EXERCISE DESCRIPTION - Put each line of the records below into a Markdown table with the columns Row and Line, numbering the rows and skipping blank lines. Leave the pictures out of the table.

──────── STORED RECORDS

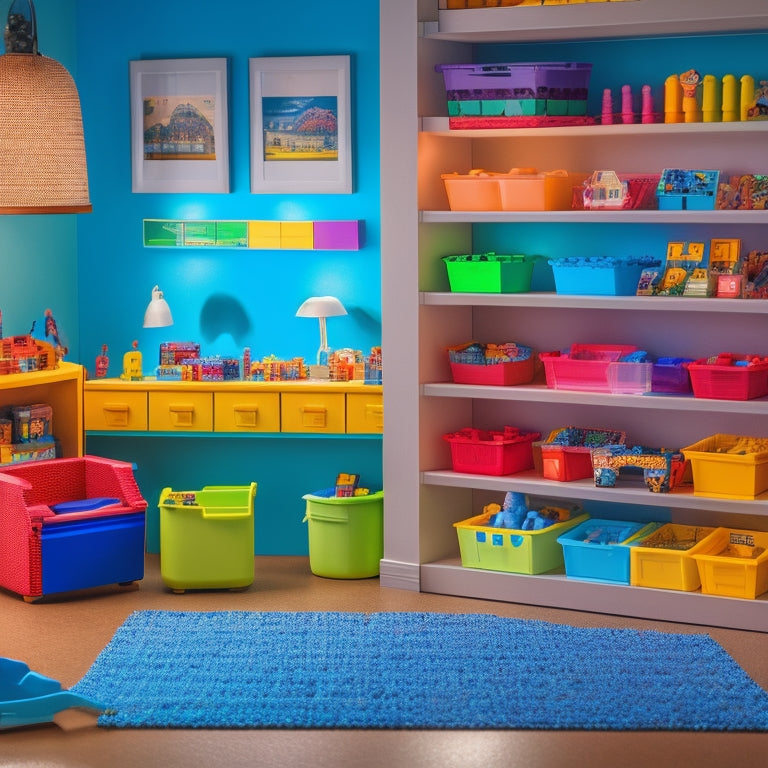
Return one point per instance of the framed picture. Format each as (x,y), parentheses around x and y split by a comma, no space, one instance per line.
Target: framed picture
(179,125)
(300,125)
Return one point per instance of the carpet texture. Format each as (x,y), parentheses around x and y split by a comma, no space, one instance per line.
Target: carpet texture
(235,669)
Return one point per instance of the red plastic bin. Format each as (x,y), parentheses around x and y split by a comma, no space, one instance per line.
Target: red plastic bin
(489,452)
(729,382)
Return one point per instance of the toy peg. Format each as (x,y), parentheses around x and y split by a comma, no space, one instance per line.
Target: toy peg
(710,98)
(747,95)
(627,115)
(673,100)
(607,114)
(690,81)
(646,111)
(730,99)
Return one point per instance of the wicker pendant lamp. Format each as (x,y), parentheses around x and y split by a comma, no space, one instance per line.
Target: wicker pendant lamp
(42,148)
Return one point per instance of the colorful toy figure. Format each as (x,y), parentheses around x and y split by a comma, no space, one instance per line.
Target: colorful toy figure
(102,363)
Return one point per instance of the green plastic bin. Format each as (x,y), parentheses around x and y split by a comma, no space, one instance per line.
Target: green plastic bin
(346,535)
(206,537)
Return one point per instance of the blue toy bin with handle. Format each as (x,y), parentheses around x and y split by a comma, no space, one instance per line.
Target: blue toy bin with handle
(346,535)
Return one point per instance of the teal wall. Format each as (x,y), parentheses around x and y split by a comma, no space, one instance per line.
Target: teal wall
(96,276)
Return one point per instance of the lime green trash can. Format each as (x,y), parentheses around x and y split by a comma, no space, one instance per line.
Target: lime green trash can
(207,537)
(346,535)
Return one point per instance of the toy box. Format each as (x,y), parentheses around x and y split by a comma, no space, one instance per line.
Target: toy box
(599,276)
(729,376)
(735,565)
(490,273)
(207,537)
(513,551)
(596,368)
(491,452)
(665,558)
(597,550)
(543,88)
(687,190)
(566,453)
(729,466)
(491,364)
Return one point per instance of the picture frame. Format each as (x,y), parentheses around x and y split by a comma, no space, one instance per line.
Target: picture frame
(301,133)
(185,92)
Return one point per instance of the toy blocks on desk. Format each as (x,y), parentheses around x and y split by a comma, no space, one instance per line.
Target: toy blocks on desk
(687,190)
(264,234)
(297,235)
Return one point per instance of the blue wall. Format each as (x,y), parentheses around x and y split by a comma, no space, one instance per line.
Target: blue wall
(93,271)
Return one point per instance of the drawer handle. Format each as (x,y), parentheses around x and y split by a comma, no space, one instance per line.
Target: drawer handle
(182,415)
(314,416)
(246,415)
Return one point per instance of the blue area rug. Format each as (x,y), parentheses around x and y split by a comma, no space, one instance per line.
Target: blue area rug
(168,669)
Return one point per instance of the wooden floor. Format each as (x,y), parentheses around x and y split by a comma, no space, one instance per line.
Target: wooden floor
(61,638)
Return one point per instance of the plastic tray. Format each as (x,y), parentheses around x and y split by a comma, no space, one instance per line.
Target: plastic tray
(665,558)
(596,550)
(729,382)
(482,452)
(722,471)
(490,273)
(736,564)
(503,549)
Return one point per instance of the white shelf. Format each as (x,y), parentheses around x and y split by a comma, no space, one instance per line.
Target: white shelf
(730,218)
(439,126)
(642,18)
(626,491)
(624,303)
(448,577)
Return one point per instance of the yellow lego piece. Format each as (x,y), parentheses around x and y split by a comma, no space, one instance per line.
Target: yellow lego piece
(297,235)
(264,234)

────────────────

SOLUTION TO THIS PROBLEM -
| Row | Line |
|---|---|
| 1 | Return one point per instance of the framed picture. Format each as (x,y), parentheses around x and y split by a comma, no space, one instance per line. |
| 2 | Target: framed picture |
| 3 | (179,125) |
| 4 | (300,125) |
| 5 | Return one point per instance of the carpet texture. Format each as (x,y), parentheses around x and y split by a comma, no space, one instance per line. |
| 6 | Target: carpet texture |
| 7 | (235,669) |
| 8 | Return one point per instance of the red plastic bin. Format each as (x,y), parentheses around x and y split by a comma, no space, one instance per line. |
| 9 | Target: red plastic bin |
| 10 | (489,452) |
| 11 | (729,382) |
| 12 | Return one point per instance of the toy peg. Format each as (x,y), parentheses around x and y split by a comma, no space, one instance per line. |
| 13 | Target: toy peg |
| 14 | (710,98) |
| 15 | (747,95) |
| 16 | (627,115) |
| 17 | (673,100) |
| 18 | (607,114) |
| 19 | (690,81) |
| 20 | (646,111) |
| 21 | (730,99) |
| 22 | Return one point per instance of the wicker pendant lamp. Format each as (x,y), parentheses around x and y split by a comma, no space, one instance per line. |
| 23 | Target: wicker pendant lamp |
| 24 | (42,148) |
| 25 | Return one point per instance of the colorful toy figure. Format each as (x,y), parentheses around x and y split by a comma, no space, one instance per line. |
| 26 | Target: colorful toy figure |
| 27 | (102,363) |
| 28 | Return one point per instance of the green plastic bin. Format each as (x,y), parentheses around x and y split by a comma, no space, one instance per line. |
| 29 | Target: green plastic bin |
| 30 | (346,535) |
| 31 | (206,537) |
| 32 | Return one point per instance of the blue toy bin with handle. Format each as (x,y), parentheses around x and y split by a comma, no space, one instance per line. |
| 33 | Target: blue toy bin with handle |
| 34 | (346,535) |
| 35 | Return one point per instance of the teal wall. Format each as (x,y), parentheses around x and y split by a comma, no space, one instance per line. |
| 36 | Target: teal wall |
| 37 | (96,276) |
| 38 | Return one point per instance of the lime green trash can. Format each as (x,y), parentheses around x and y split by a comma, no space, one instance per line. |
| 39 | Target: lime green trash can |
| 40 | (207,537) |
| 41 | (346,535) |
| 42 | Return one point per instance of the toy box. Format each as (x,y), parentheses around x and y split by a comma, no space, one instance per line. |
| 43 | Target: toy box |
| 44 | (599,276) |
| 45 | (729,376) |
| 46 | (735,565) |
| 47 | (490,273) |
| 48 | (207,537) |
| 49 | (513,551) |
| 50 | (596,368) |
| 51 | (491,452) |
| 52 | (665,558) |
| 53 | (597,550) |
| 54 | (543,88) |
| 55 | (687,190) |
| 56 | (566,453) |
| 57 | (729,466) |
| 58 | (491,364) |
| 59 | Return one point per instance of the picture frame. Format each as (x,y), parentheses around x and y split by a comma, no space, one instance per line. |
| 60 | Target: picture frame |
| 61 | (301,133) |
| 62 | (185,92) |
| 63 | Return one point per instance of the toy blocks on desk. Format each as (x,y), parentheses around x and y split by a comma, no space, one instance per line. |
| 64 | Target: toy blocks on desk |
| 65 | (687,190) |
| 66 | (264,234) |
| 67 | (297,235) |
| 68 | Return one point per instance of the blue wall. Format each as (x,y), parentheses around x and y split by a comma, no space, one instance per line. |
| 69 | Target: blue wall |
| 70 | (93,271) |
| 71 | Return one point per instance of the drawer handle. Format each as (x,y), parentheses around x and y split by a comma, no space, one instance per line. |
| 72 | Target: drawer handle |
| 73 | (182,415) |
| 74 | (314,416) |
| 75 | (246,415) |
| 76 | Return one point per instance of the blue area rug. Format each as (x,y), parentheses around x and y split by a comma, no space, one instance per line. |
| 77 | Target: blue area rug |
| 78 | (168,669) |
| 79 | Return one point per instance of the wooden floor. Format each as (x,y), parentheses around x and y split by a comma, no space, one instance per line. |
| 80 | Target: wooden floor |
| 81 | (61,638) |
| 82 | Return one point per instance of the plastic tray. Format each as (x,y), parentheses around x and y split by a comma, no space, one instance per line. |
| 83 | Target: plastic tray |
| 84 | (665,558) |
| 85 | (596,550) |
| 86 | (729,382) |
| 87 | (482,452) |
| 88 | (722,471) |
| 89 | (490,273) |
| 90 | (736,564) |
| 91 | (503,549) |
| 92 | Return one point per instance of the white shelf. Format each as (x,y), parentheses around x and y split by a comma, no space, one instance per line. |
| 93 | Target: white shelf |
| 94 | (730,218) |
| 95 | (439,126) |
| 96 | (642,18) |
| 97 | (626,491) |
| 98 | (624,303) |
| 99 | (448,577) |
| 100 | Return one point per instance of the yellow lego piece. Format each as (x,y), parentheses around x and y split by a comma, no space, one instance per line. |
| 101 | Target: yellow lego piece |
| 102 | (297,235) |
| 103 | (264,234) |